Transcribe completo, sin alterar una sola palabra ni signo, el fragmento sobre el funeral de la reina que aparece a continuación.

**** Fragmento del documento

Mientras las multitudes llenaban las calles de Londres y estaban presentes en todas las residencias reales, cientos de líderes y dignatarios mundiales, entre ellos el presidente Joe Biden, el presidente francés Emmanuel Macron y el presidente alemán Frank-Walter Steinmeier, se unieron a la familia real, a héroes de guerra y a los plebeyos dentro de la abadía para llorar la muerte de la monarca que más tiempo reinó y una de las figuras más queridas del país, una mujer que era considerada por sus súbditos una figura tanto intocable como maternal.
Como Gaynor Madgwick, que en 1966 sobrevivió a una avalancha que enterró su pueblo galés, le dijo al New York Times la semana pasada: “Ella cuidaba de nosotros, nos protegía, tenía compasión, tenía empatía. La reina nunca nos ha decepcionado”.
Su majestad no quería un funeral “largo y aburrido”, dijo unos días antes el exarzobispo de York John Sentamu, quien prometió que la familia real, los invitados y los espectadores en todo el mundo se “elevarían a la gloria” en un servicio de lectura de oraciones con las “voces angelicales” del coro de la abadía y las capillas reales.

********
**** Datos proporcionados

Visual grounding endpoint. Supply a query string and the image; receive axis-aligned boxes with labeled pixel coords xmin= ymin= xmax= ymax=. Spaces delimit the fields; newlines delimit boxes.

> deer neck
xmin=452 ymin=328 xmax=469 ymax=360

********

> [Respuesta de tarea]:
Mientras las multitudes llenaban las calles de Londres y estaban presentes en todas las residencias reales, cientos de líderes y dignatarios mundiales, entre ellos el presidente Joe Biden, el presidente francés Emmanuel Macron y el presidente alemán Frank-Walter Steinmeier, se unieron a la familia real, a héroes de guerra y a los plebeyos dentro de la abadía para llorar la muerte de la monarca que más tiempo reinó y una de las figuras más queridas del país, una mujer que era considerada por sus súbditos una figura tanto intocable como maternal.
Como Gaynor Madgwick, que en 1966 sobrevivió a una avalancha que enterró su pueblo galés, le dijo al New York Times la semana pasada: “Ella cuidaba de nosotros, nos protegía, tenía compasión, tenía empatía. La reina nunca nos ha decepcionado”.
Su majestad no quería un funeral “largo y aburrido”, dijo unos días antes el exarzobispo de York John Sentamu, quien prometió que la familia real, los invitados y los espectadores en todo el mundo se “elevarían a la gloria” en un servicio de lectura de oraciones con las “voces angelicales” del coro de la abadía y las capillas reales.